----- Dataset content

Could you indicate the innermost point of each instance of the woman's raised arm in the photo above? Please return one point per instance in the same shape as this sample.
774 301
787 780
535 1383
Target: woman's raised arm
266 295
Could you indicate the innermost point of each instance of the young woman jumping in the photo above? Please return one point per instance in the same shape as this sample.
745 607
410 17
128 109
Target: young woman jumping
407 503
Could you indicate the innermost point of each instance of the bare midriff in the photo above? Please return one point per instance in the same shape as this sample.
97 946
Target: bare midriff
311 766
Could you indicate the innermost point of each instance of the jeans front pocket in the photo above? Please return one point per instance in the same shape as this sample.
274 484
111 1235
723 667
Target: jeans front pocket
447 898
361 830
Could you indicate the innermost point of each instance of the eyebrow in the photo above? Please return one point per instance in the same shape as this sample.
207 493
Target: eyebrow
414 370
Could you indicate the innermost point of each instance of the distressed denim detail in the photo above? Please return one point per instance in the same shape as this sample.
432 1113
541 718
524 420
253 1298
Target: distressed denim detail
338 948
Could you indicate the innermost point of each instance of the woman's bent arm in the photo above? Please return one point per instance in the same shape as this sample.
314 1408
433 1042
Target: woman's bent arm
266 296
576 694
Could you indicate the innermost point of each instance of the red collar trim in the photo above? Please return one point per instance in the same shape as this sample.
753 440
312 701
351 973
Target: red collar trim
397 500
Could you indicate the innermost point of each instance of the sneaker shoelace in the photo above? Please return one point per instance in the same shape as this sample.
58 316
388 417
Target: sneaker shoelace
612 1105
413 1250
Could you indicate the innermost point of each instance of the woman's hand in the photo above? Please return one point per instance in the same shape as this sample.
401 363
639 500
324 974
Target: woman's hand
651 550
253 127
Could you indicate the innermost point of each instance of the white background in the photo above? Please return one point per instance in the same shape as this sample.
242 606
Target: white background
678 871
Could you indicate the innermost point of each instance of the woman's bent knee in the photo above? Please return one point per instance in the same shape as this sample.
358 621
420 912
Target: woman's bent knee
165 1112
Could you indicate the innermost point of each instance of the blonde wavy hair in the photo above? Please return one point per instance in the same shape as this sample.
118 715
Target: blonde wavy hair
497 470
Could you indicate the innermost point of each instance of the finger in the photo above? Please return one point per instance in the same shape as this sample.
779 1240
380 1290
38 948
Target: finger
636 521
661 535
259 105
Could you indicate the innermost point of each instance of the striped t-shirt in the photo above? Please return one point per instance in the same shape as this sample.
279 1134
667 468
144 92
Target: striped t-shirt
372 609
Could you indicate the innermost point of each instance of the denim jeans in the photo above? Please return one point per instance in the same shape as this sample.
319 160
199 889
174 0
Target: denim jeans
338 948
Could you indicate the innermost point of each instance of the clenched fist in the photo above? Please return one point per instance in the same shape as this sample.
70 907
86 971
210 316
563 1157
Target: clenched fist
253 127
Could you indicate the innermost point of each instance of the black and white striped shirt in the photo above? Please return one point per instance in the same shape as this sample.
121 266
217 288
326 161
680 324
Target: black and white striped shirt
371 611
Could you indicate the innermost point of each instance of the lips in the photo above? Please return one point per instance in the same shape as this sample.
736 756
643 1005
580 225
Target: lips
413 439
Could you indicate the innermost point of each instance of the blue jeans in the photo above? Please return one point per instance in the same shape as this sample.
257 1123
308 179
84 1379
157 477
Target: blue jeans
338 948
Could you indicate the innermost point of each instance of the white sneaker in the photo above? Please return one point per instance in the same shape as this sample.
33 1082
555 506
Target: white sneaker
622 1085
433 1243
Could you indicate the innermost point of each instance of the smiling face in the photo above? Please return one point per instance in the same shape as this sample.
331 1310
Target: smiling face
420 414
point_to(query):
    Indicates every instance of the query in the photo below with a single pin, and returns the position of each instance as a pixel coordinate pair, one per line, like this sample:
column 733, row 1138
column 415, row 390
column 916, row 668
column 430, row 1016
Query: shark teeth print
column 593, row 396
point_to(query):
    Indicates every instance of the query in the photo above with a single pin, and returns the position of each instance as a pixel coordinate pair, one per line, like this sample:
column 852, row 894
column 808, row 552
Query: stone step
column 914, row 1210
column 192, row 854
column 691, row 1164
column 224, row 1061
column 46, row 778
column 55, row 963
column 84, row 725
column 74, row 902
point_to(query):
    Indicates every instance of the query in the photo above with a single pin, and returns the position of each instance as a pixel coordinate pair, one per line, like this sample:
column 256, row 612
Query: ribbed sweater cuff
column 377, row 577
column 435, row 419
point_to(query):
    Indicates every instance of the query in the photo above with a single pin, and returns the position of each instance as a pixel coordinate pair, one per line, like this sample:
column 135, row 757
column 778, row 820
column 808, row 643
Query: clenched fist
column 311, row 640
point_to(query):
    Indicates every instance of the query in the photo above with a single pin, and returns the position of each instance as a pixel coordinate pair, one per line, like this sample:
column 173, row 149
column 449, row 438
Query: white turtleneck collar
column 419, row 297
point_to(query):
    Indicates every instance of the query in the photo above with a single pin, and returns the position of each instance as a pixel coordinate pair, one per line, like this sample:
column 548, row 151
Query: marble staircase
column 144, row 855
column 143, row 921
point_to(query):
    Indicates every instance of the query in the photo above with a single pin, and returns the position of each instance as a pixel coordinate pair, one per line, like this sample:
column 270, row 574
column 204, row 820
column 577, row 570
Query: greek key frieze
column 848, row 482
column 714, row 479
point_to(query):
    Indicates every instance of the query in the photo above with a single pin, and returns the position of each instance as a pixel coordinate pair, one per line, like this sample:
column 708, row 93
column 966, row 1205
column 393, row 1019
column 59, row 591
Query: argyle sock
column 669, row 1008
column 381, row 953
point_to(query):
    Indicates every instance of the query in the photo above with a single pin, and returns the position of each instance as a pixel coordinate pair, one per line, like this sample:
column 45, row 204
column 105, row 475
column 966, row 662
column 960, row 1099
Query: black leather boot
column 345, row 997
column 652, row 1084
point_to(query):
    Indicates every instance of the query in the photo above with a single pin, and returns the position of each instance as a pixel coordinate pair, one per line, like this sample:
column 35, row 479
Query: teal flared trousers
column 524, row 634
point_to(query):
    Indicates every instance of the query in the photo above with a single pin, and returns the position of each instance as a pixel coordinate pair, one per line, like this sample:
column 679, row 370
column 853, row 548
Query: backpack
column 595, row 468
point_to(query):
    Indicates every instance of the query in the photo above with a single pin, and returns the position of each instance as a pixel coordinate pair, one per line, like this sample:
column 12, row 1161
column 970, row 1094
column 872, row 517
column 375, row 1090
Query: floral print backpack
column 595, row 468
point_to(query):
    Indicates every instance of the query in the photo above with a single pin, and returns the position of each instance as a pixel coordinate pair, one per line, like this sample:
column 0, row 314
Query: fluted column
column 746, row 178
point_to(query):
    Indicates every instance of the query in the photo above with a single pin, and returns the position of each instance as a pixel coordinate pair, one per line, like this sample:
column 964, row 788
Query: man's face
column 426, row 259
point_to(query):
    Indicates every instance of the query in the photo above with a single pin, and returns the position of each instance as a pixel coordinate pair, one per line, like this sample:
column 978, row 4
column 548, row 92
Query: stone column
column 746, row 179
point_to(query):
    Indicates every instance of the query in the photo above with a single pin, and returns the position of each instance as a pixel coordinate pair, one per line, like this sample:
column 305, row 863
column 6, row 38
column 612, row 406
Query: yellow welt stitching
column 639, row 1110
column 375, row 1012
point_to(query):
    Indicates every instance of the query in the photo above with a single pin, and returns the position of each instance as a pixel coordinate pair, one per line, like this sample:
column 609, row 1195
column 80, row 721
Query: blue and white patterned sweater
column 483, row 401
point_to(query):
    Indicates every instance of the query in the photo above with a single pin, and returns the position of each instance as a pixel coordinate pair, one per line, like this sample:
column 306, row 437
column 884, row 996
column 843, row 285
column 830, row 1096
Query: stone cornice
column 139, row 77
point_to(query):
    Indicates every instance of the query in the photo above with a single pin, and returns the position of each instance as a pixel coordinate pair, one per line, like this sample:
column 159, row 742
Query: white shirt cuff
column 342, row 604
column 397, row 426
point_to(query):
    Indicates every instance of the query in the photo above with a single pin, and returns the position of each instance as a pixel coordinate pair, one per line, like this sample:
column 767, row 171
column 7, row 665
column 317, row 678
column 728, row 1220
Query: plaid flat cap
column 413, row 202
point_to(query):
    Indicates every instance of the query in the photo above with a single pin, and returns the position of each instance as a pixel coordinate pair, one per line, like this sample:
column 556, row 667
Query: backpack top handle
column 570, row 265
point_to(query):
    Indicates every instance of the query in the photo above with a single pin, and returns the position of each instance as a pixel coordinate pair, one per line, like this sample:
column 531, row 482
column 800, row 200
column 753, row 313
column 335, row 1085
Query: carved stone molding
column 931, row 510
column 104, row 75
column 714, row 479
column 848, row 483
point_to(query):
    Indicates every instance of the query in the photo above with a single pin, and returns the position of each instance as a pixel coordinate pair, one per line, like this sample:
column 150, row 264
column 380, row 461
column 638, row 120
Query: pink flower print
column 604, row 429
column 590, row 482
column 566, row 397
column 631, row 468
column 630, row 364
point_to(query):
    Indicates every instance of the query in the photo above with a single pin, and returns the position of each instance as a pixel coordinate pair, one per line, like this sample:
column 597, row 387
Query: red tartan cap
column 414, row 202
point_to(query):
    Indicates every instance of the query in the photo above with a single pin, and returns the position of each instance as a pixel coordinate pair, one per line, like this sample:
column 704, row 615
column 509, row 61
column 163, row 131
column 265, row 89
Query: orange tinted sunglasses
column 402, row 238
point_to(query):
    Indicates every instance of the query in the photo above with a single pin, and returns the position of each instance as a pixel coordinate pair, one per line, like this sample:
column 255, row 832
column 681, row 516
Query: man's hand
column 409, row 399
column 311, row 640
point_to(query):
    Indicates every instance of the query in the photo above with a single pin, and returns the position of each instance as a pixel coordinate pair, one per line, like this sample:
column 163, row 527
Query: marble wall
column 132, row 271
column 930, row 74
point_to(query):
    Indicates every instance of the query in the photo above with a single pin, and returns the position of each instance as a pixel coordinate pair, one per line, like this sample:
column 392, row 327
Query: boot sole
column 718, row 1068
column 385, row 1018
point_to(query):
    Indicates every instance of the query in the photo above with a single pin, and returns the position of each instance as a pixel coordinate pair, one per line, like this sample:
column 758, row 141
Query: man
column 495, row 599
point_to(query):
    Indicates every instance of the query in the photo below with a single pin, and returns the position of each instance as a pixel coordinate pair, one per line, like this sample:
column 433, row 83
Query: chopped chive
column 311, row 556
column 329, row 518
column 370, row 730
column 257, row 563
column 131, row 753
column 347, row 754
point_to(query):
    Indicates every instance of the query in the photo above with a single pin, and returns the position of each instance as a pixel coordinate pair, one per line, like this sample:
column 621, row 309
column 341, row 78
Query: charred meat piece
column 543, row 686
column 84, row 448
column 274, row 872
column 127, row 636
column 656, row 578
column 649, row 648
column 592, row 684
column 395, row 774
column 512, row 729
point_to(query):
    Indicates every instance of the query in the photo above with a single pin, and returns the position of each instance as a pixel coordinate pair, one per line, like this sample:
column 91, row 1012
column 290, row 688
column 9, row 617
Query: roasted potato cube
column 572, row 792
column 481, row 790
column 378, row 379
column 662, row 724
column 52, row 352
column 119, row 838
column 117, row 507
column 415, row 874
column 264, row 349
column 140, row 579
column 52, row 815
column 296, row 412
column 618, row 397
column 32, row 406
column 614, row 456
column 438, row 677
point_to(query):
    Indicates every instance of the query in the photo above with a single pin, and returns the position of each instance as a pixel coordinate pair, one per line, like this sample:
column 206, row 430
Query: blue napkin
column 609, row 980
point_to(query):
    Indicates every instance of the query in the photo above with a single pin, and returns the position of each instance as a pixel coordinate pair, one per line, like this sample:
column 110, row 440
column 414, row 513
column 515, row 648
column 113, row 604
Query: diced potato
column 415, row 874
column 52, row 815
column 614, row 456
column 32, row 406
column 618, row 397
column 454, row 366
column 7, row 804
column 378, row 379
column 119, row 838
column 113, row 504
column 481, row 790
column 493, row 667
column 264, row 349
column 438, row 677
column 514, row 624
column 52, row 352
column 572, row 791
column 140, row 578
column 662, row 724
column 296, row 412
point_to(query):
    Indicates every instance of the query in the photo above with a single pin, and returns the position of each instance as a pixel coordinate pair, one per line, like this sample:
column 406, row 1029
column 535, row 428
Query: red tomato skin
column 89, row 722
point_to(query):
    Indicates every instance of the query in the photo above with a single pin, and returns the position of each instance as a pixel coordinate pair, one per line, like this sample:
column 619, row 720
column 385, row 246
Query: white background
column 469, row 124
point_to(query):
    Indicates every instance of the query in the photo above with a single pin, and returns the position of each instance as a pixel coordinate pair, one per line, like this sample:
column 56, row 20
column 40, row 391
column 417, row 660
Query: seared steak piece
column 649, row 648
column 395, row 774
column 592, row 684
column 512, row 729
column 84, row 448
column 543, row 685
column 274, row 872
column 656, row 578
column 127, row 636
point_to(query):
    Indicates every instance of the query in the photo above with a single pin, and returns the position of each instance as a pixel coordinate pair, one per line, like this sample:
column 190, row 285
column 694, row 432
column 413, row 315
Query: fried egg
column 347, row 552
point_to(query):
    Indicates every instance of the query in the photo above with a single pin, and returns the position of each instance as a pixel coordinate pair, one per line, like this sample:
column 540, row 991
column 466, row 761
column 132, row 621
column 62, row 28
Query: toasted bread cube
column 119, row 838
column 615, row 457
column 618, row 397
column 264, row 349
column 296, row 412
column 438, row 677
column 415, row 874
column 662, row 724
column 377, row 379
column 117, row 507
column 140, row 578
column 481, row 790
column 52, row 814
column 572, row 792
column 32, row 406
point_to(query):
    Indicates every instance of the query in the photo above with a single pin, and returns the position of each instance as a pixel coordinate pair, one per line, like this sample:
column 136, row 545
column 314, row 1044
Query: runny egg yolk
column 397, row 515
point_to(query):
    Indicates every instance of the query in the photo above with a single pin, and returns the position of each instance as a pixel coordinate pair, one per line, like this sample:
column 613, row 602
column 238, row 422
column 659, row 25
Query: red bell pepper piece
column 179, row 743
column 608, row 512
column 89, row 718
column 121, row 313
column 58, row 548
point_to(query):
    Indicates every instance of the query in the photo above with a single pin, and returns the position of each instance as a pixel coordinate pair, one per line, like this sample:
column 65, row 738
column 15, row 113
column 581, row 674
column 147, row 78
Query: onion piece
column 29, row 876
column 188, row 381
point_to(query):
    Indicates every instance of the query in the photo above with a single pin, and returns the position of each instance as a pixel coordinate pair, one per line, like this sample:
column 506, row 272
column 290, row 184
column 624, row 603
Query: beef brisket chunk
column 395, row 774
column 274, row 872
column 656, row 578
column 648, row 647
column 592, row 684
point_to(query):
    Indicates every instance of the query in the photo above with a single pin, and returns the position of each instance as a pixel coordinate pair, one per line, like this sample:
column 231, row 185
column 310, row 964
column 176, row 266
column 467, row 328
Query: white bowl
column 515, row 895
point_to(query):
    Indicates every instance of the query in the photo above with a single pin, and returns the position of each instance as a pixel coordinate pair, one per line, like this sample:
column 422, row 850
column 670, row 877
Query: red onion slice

----------

Task requirements
Gather every line of the listing above that contains the string "sneaker". Only matches with identical capitalization count.

Final result
Could you indicate the innermost point of each instance of the sneaker shoelace in the photo above? Please return one point per instance in the same shape as this sample.
Target: sneaker shoelace
Could you indicate the innermost point of each instance of the white sneaker in the photo above? Please return one point per instance in the same shape as this sample.
Target: white sneaker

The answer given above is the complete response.